▶ **Your instructions**: Reproduce the listing below without any changes, starting at the line that contains "Note: in this practice we tag every instance of the knee-high" and ending at the last line of the listing. Include both of those lines and nothing outside that range.

■ ■ ■ ■ ■ ■ ■

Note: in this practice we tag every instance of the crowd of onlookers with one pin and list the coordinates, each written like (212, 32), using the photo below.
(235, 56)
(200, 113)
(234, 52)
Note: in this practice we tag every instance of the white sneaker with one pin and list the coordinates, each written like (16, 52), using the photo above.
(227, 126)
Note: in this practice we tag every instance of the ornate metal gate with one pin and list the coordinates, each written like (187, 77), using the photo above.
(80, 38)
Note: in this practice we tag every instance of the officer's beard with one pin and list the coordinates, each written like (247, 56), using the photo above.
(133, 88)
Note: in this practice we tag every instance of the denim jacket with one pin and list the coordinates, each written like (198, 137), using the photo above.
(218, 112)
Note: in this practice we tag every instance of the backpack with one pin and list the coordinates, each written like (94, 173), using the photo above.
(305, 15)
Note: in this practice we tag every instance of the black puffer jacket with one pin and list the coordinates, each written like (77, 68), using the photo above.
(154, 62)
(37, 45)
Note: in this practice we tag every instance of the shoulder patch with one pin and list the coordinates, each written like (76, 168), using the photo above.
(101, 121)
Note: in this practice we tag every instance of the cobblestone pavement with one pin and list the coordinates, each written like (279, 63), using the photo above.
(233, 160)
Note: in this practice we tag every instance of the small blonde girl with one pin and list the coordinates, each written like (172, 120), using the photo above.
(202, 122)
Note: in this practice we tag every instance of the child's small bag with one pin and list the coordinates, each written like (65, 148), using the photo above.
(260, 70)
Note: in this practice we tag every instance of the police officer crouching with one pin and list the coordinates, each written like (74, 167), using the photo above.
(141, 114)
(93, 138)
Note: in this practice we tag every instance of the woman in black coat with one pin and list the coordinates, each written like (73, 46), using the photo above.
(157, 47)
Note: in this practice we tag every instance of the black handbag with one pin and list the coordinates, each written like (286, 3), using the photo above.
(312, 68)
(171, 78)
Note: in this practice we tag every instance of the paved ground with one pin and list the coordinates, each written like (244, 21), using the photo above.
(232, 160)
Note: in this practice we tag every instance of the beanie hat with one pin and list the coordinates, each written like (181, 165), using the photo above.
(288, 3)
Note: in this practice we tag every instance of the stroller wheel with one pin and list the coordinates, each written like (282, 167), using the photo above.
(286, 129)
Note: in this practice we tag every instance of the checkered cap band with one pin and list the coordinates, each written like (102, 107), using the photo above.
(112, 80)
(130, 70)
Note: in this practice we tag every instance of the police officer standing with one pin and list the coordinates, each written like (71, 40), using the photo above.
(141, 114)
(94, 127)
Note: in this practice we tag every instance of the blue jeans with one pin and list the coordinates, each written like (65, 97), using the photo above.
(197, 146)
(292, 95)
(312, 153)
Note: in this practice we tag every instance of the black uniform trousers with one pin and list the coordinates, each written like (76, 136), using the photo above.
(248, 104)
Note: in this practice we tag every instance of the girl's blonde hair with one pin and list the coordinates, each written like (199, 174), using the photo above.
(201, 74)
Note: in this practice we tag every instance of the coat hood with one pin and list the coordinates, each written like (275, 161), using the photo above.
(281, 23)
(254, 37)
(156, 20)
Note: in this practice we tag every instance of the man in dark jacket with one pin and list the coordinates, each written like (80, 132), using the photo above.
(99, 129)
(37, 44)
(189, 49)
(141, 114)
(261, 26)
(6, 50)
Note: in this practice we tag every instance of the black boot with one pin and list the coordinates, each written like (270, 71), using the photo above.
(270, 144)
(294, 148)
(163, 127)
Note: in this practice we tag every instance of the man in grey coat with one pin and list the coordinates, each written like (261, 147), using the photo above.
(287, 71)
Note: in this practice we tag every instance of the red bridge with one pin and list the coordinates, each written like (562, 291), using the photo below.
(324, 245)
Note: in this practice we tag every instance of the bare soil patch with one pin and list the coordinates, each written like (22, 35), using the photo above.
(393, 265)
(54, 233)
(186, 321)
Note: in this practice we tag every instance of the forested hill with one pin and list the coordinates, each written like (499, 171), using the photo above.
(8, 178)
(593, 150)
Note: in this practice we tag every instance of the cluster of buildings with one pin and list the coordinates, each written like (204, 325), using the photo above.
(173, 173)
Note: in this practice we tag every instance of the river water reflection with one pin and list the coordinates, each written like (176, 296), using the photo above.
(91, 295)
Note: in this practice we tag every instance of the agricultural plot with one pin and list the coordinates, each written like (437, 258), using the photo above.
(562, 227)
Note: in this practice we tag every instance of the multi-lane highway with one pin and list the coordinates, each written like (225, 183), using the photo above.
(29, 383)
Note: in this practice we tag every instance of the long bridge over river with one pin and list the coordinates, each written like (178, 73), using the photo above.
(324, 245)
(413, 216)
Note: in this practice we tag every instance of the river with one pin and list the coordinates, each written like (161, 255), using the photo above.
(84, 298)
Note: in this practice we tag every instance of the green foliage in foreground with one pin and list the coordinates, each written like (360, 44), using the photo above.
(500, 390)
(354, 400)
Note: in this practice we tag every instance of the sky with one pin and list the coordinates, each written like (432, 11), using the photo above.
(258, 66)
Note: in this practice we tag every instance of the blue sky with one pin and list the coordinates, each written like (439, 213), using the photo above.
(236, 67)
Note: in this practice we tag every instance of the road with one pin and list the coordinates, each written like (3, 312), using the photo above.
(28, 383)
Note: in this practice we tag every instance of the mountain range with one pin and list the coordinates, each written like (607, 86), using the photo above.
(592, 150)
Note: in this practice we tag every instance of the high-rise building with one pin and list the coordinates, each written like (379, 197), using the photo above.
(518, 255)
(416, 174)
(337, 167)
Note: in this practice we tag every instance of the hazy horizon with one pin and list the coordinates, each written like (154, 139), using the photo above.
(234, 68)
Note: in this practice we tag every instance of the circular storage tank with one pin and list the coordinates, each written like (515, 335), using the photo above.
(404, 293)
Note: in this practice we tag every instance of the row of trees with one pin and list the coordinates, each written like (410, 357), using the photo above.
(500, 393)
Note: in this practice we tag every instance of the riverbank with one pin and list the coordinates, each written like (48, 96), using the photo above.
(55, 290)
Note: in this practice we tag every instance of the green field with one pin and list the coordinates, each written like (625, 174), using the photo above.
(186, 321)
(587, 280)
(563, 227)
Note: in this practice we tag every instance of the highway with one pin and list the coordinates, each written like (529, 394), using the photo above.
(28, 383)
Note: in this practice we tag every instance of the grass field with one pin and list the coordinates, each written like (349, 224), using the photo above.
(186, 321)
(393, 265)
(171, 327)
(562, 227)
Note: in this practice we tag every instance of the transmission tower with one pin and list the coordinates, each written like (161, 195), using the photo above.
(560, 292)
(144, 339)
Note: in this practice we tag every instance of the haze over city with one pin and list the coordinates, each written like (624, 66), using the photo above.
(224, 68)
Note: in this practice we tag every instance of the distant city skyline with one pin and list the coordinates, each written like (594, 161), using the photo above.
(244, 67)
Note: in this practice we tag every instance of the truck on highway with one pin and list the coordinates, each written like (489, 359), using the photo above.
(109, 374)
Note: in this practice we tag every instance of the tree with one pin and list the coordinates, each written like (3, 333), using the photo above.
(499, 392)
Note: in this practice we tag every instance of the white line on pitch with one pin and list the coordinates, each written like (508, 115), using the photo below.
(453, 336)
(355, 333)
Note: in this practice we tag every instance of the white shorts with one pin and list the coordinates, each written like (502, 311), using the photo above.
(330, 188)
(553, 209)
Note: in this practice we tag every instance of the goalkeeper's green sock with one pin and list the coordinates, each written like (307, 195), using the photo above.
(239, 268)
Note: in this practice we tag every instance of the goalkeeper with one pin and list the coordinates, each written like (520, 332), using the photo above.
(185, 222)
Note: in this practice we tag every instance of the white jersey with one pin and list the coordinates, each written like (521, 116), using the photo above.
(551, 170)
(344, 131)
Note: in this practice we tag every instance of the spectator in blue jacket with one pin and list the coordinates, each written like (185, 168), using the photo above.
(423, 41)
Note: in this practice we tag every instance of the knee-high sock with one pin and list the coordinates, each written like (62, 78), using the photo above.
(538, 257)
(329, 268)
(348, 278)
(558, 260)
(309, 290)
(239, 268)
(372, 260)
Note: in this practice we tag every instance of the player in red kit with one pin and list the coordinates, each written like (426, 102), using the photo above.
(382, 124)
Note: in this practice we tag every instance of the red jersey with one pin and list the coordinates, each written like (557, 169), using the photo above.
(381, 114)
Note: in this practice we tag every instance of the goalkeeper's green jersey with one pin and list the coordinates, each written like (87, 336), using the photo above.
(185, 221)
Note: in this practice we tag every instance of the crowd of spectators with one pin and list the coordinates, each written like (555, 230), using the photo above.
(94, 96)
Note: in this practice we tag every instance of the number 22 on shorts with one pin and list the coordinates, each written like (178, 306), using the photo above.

■ ■ ■ ■ ■ ■ ■

▶ **Output for this task**:
Note: in this practice we tag every instance of the knee-high sock with one pin and list the coordinates, each written like (62, 78), using the photo above.
(538, 257)
(329, 268)
(348, 278)
(558, 260)
(309, 290)
(239, 268)
(372, 260)
Note: in this practice we tag every instance of the player in red kit with one pin and list the coordinates, each written like (426, 102), using the photo above.
(382, 124)
Note: in this practice we tag every instance of the red jersey with one pin and list the coordinates, each written like (557, 169), using the photo above.
(381, 114)
Note: in this practice we tag every instance of the goalkeeper's green jersey with one pin and list the coordinates, each written like (87, 336), using the photo above.
(185, 221)
Note: in this practice we tag every instance of the crowd of spectators with one pin and list the coordinates, each written like (555, 230), using the photo above.
(94, 96)
Note: in this practice we tag every instance of the number 22 on shorts with one pin and list the coordinates, each written like (178, 306), using the photo above.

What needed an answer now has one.